## WHAT IS EXPECTED
Copy each line of the material below word for word, without changing anything.

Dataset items

⟨

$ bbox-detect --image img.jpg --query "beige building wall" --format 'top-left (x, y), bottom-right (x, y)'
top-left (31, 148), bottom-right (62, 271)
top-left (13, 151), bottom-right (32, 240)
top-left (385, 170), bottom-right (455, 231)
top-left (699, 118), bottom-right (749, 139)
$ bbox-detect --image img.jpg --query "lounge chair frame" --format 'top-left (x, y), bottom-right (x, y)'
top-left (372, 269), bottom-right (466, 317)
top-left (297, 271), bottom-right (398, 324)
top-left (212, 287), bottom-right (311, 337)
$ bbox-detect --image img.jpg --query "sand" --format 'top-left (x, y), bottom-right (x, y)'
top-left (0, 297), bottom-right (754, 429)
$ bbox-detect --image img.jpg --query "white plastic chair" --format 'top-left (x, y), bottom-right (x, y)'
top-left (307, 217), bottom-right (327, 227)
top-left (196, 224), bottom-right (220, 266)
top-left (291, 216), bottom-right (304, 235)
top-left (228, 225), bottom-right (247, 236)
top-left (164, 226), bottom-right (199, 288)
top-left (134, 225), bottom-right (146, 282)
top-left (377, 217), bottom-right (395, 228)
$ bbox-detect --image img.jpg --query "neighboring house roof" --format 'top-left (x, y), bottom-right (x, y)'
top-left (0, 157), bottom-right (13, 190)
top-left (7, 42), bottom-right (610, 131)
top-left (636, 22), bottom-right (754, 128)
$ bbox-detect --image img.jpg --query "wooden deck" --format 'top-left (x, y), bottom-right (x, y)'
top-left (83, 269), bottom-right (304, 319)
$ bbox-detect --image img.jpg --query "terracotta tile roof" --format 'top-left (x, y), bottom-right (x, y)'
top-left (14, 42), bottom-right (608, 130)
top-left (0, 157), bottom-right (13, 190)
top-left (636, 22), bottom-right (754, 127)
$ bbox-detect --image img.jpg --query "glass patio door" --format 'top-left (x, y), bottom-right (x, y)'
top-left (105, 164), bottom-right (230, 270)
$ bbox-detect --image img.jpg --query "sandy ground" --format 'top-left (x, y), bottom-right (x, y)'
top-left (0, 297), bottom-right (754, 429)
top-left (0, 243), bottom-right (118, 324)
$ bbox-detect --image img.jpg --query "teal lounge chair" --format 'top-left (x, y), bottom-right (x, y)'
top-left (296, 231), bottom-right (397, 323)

⟩

## EXERCISE OUTPUT
$ bbox-detect --image img.jpg --query "beige building wall" --format 'top-left (x, y), bottom-right (x, y)'
top-left (31, 148), bottom-right (62, 271)
top-left (13, 151), bottom-right (32, 240)
top-left (385, 170), bottom-right (455, 231)
top-left (699, 118), bottom-right (749, 139)
$ bbox-detect --image img.jpg --query "lounge chair frame" --format 'top-left (x, y), bottom-right (x, y)'
top-left (372, 269), bottom-right (466, 317)
top-left (297, 271), bottom-right (398, 324)
top-left (212, 287), bottom-right (311, 337)
$ bbox-detect --image img.jpg --query "sand" --format 'top-left (x, y), bottom-right (x, y)'
top-left (0, 297), bottom-right (754, 429)
$ bbox-detect --image img.jpg --query "white plastic chair" --format 'top-left (x, y), bottom-right (x, y)'
top-left (307, 217), bottom-right (327, 227)
top-left (196, 224), bottom-right (220, 266)
top-left (291, 216), bottom-right (304, 235)
top-left (228, 225), bottom-right (247, 236)
top-left (164, 226), bottom-right (199, 288)
top-left (134, 225), bottom-right (146, 282)
top-left (377, 217), bottom-right (395, 228)
$ bbox-detect --image img.jpg --query "neighboring house roof" --format 'top-left (x, y), bottom-right (x, y)'
top-left (0, 157), bottom-right (13, 190)
top-left (7, 42), bottom-right (610, 131)
top-left (636, 22), bottom-right (754, 128)
$ bbox-detect --image img.jpg --query "wooden deck" --format 'top-left (x, y), bottom-right (x, y)'
top-left (83, 269), bottom-right (304, 319)
$ bbox-detect --image img.jpg --query "terracotta tile roof" --format 'top-left (x, y), bottom-right (x, y)'
top-left (14, 42), bottom-right (608, 130)
top-left (0, 157), bottom-right (13, 190)
top-left (636, 22), bottom-right (754, 127)
$ bbox-detect --image img.jpg --query "glass patio door" --format 'top-left (x, y), bottom-right (x, y)'
top-left (105, 164), bottom-right (230, 270)
$ bbox-detect --image img.jpg --query "sandy ground" --format 'top-left (x, y), bottom-right (x, y)'
top-left (0, 297), bottom-right (754, 429)
top-left (0, 243), bottom-right (118, 324)
$ bbox-detect --image img.jpg --query "teal lounge chair" --format 'top-left (x, y), bottom-right (x, y)'
top-left (296, 231), bottom-right (397, 323)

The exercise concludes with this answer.